With regard to its major cash flow business -- the Fox News Channel -- there has been some concern among analysts about increased competition, not just big cable TV news channels, such as CNBC and MSNBC, but other networks closer to Fox News Channel's more conservative point of view, such as Newsmax and One America News Network.

Murdoch says: “It’s insane to think we would have the center and the right of political news, opinion and analysis on our own. ... But that’s different from saying we have to change our programming or change our direction because of that.”

Although Murdoch acknowledges that competitors such as CNBC and MSNBC saw sharp ratings spikes in recent weeks after the election, he says Fox News Channel has regained ratings momentum in the last few weeks.

Murdoch says this will continue to grow over “the next four years.” This will be helped by Fox News Channel assuming something akin to a "loyal opposition" point of view, which he says MSNBC, in particular, benefited from during the Trump Administration.

“They called out the President when he needed to be called out,” he said “That is what our job is now with the Biden Administration.”

Now, just a few months before the upfront ad market begins, Murdoch says sales of national TV advertising on Fox Television Network are “strong” with scatter ad inventory.

Scatter pricing is up to 50% above upfront pricing set a year ago for entertainment programs, and up to 20% above upfront pricing for news content, as well as some sports content, he says.

“We have more scatter than others because in the last upfront, in the middle of the pandemic, we held back some advertising. Turns out that was a smart thing to do.”

┄┄┄┄┄┄┄┄┄┄┄┄┄┄┄┄┄┄┄┄

◆ **Task 1**
Answer these questions using the text on Fox News Channel, one line each:
(a) Which two networks are described as closer to Fox News Channel's more conservative point of view?
(b) How far above upfront pricing set a year ago is scatter pricing for entertainment programs?
(c) Which network does Murdoch say benefited from a "loyal opposition" point of view during the Trump Administration?
◆ **Task 2**
From the text on Fox News Channel, list every network named as a competitor of Fox News Channel.

◆ **Information shown**
┄┄┄┄┄┄┄┄┄┄┄┄┄┄┄┄┄┄┄┄

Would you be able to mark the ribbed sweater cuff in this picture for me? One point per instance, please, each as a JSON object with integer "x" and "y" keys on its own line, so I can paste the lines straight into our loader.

┄┄┄┄┄┄┄┄┄┄┄┄┄┄┄┄┄┄┄┄

◆ **Worked solution 1**
(a) Newsmax and One America News Network
(b) Up to 50%
(c) MSNBC

◆ **Worked solution 2**
CNBC
MSNBC
Newsmax
One America News Network